> Stored data
━━━

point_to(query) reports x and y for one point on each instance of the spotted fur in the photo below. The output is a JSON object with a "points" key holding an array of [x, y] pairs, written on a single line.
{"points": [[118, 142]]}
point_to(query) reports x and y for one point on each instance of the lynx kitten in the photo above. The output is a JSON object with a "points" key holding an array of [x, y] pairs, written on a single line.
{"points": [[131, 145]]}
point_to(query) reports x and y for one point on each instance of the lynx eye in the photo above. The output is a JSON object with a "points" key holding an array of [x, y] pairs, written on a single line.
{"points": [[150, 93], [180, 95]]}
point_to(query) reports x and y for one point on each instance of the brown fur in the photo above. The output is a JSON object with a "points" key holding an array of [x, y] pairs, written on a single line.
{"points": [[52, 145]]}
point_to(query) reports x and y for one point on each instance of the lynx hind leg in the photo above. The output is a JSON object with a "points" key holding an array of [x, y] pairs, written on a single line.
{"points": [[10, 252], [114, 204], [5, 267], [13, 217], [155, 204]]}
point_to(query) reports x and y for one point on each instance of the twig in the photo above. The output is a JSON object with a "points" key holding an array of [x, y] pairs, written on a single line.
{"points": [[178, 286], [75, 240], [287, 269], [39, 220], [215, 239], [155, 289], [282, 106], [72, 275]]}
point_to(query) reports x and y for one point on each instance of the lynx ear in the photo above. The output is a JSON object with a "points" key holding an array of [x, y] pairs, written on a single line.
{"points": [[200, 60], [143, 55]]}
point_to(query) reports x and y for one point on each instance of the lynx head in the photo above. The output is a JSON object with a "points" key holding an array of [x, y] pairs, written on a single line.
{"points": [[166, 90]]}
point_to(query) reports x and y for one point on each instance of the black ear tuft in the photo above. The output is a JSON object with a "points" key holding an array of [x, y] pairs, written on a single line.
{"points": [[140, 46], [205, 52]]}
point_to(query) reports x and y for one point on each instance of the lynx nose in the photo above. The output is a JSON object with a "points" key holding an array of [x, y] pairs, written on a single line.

━━━

Set down only these lines, exactly: the line containing "of the black" and each line after it, through the end of the listing.

> Result of this exercise
point_to(query) reports x and y for one point on each instance of the black ear tuft in the photo above. The output is a JSON object with a "points" key holding an array of [x, y] pairs, written on a single line.
{"points": [[140, 46], [205, 52]]}
point_to(query) reports x and y for one point on each instance of the lynx nose in the photo above. The output is a JSON object with a "points" key holding an array of [x, y] pairs, written on a single line.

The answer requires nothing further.